start Supplied data

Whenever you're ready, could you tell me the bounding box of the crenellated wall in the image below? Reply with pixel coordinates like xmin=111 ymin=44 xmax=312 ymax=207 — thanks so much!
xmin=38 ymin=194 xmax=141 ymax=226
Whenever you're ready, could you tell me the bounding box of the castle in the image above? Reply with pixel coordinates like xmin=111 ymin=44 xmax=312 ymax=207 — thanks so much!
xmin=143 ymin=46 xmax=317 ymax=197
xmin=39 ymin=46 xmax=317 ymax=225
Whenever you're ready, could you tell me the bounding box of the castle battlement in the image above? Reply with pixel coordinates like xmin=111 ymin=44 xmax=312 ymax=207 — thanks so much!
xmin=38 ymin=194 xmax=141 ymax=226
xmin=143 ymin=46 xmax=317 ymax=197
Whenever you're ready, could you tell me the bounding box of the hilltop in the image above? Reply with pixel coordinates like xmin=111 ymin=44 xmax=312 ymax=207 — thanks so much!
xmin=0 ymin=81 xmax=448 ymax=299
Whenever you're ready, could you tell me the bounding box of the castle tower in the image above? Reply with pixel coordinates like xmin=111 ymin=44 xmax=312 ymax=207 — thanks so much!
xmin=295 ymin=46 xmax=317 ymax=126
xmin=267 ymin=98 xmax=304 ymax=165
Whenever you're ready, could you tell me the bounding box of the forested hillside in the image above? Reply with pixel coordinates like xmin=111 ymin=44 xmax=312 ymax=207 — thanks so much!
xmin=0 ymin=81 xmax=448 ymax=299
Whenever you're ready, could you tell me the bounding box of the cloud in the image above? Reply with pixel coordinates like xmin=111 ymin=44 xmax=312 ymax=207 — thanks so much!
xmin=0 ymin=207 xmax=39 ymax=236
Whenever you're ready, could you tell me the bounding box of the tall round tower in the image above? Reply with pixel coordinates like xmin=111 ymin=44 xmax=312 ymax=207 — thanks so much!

end Supplied data

§ Request
Please rewrite the stretch of the listing above, from the line containing "the castle battlement" through the end, requests included, shifting every bounding-box coordinate in the answers up by 69.

§ Response to the exercise
Whenever you're ready, could you tell me the bounding box of the castle battlement in the image above? Reply with pixel coordinates like xmin=111 ymin=44 xmax=312 ymax=207 — thanks so much!
xmin=107 ymin=263 xmax=210 ymax=295
xmin=212 ymin=115 xmax=386 ymax=266
Whenever you're ready, could you tell me the bounding box of the hilltop in the image above? Reply with pixel coordinates like xmin=111 ymin=44 xmax=312 ymax=207 — thanks so much!
xmin=69 ymin=150 xmax=517 ymax=368
Whenever you're ready, could you tell me the bounding box of the castle tower in the image above? Reply with pixel coordinates like xmin=111 ymin=44 xmax=312 ymax=207 — thanks so much!
xmin=364 ymin=115 xmax=386 ymax=195
xmin=336 ymin=167 xmax=373 ymax=234
Whenever you're ready, could you tell me the bounding box of the forested hillside in the image above? Reply with pixel coordinates like xmin=111 ymin=44 xmax=312 ymax=207 — thanks so much!
xmin=69 ymin=150 xmax=517 ymax=368
Whenever you're ready, could you tell me the bounding box of the cloud in the image above? Reply with pixel coordinates like xmin=111 ymin=44 xmax=312 ymax=207 — thanks so much!
xmin=69 ymin=276 xmax=108 ymax=305
Whenever you're ready, could you tell me the bounding box of the tall round tower in the image above? Reply with pixel coordinates like xmin=111 ymin=44 xmax=312 ymax=207 — thanks so much!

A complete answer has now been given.